A interminável discussão sobre as regras do leilão do Tecon 10, o megaterminal de contêineres que será construído no porto de Santos, ganhou mais relevância depois que vários órgãos consultados pelo Tribunal de Contas da União (TCU) emitiram pareceres contrários e a favor da proposta inicial feita pela Agência Nacional de Transportes Aquaviários (Antaq).

Os pareceres visam a ajudar o relator do caso no TCU, ministro Antonio Anastasia, a concluir um relatório e enviá-lo à Antaq. O último deles, preparado esta semana pela Superintendência-Geral e pelo Departamento de Estudos Econômicos do Conselho Administrativo de Defesa Econômica (Cade) apoia as regras da Antaq, mas não é conclusivo – o que serviu para alimentar ainda mais a polêmica.

A agência, que tem recebido apoio e críticas de entidades ligadas ao setor por causa das regras do leilão, por sua vez, se disse aberta a rever sua posição inicial.

Especialistas do setor ouvidos pelo NeoFeed advertem que a definição do modelo do leilão pode impactar não só a licitação do Tecon 10, como a forma de atuação do porto de Santos daqui para frente.

O Tecon 10 ocupará 622 mil m², ampliando em 50% a capacidade de carga. O leilão, previsto para 15 de dezembro, deve arrecadar R$ 6,5 bilhões em outorga, com investimento de R$ 40 bilhões em 25 anos. O projeto prevê até 3,5 milhões de TEUs/ano – cada TEU representa um contêiner de 20 pés, ou cerca de 6 metros –, quatro berços de atracação e um terminal de passageiros.

● **LINHAS FORNECIDAS**:

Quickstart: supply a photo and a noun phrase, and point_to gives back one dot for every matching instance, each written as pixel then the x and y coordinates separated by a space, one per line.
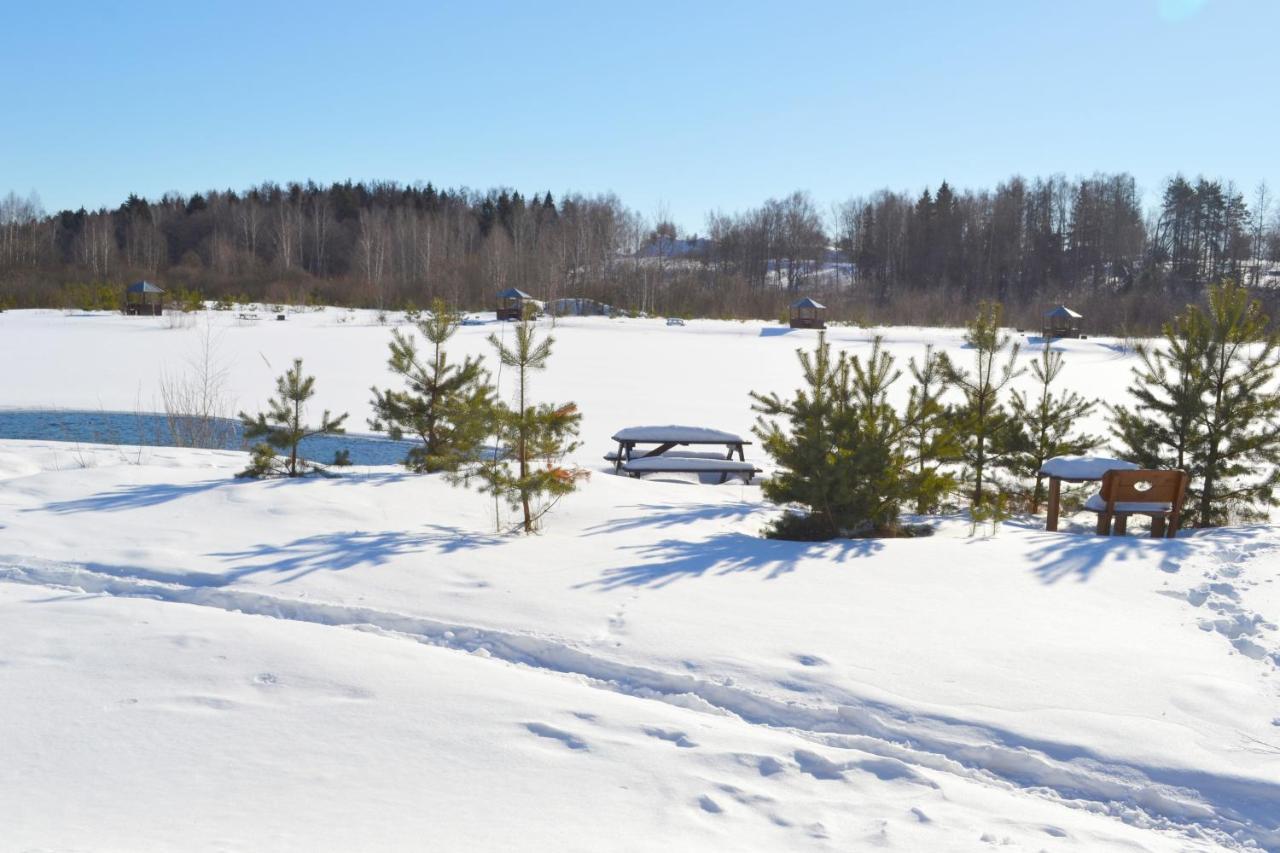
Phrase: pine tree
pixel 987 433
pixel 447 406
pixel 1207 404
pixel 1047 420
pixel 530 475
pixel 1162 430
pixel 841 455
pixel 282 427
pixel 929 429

--

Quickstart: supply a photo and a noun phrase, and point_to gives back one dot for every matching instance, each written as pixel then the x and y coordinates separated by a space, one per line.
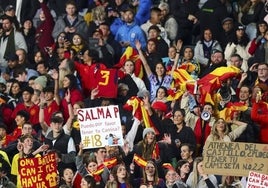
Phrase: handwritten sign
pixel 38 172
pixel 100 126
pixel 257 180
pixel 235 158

* * *

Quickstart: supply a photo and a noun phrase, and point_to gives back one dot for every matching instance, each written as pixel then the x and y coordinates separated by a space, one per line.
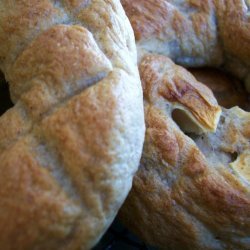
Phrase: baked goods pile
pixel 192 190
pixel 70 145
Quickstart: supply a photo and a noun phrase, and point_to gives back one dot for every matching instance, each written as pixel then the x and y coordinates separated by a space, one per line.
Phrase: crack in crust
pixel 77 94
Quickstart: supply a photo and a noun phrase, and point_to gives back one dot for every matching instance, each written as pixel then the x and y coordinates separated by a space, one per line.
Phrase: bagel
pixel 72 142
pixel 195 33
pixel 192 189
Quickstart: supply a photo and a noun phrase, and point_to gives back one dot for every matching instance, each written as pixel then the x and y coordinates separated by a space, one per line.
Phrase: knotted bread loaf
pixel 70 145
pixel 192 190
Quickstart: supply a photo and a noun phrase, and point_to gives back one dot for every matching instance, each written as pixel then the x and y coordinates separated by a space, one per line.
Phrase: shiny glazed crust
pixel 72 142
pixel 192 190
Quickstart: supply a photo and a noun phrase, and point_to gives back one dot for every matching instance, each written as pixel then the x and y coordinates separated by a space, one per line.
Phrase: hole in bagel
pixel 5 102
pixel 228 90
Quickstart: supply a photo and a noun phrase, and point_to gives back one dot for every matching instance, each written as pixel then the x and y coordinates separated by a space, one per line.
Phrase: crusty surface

● **INSTRUÇÕES**:
1. Indique se cada afirmação abaixo está de acordo com o trecho sobre o Tecon 10, respondendo sim ou não e citando literalmente as palavras do trecho que decidem a questão. (a) O leilão do Tecon 10 está previsto para 15 de dezembro. (b) O parecer do Cade é conclusivo. (c) A Antaq se recusou a rever sua posição inicial.
2. Liste todas as siglas que aparecem entre parênteses no trecho sobre o Tecon 10, cada uma acompanhada do nome completo do órgão a que se refere.
3. Reescreva em forma de lista o parágrafo do trecho sobre o Tecon 10 que começa com "O Tecon 10 ocupará", mantendo seus dados principais.

● **RESPOSTAS**:
1.
(a) Sim: "O leilão, previsto para 15 de dezembro".
(b) Não: "apoia as regras da Antaq, mas não é conclusivo".
(c) Não: "se disse aberta a rever sua posição inicial".

2.
- TCU: Tribunal de Contas da União
- Antaq: Agência Nacional de Transportes Aquaviários
- Cade: Conselho Administrativo de Defesa Econômica

3.
- Área: 622 mil m²
- Aumento da capacidade de carga: 50%
- Data prevista do leilão: 15 de dezembro
- Arrecadação esperada em outorga: R$ 6,5 bilhões
- Investimento: R$ 40 bilhões em 25 anos
- Capacidade prevista: até 3,5 milhões de TEUs/ano (cada TEU equivale a um contêiner de 20 pés, cerca de 6 metros)
- Estrutura: quatro berços de atracação e um terminal de passageiros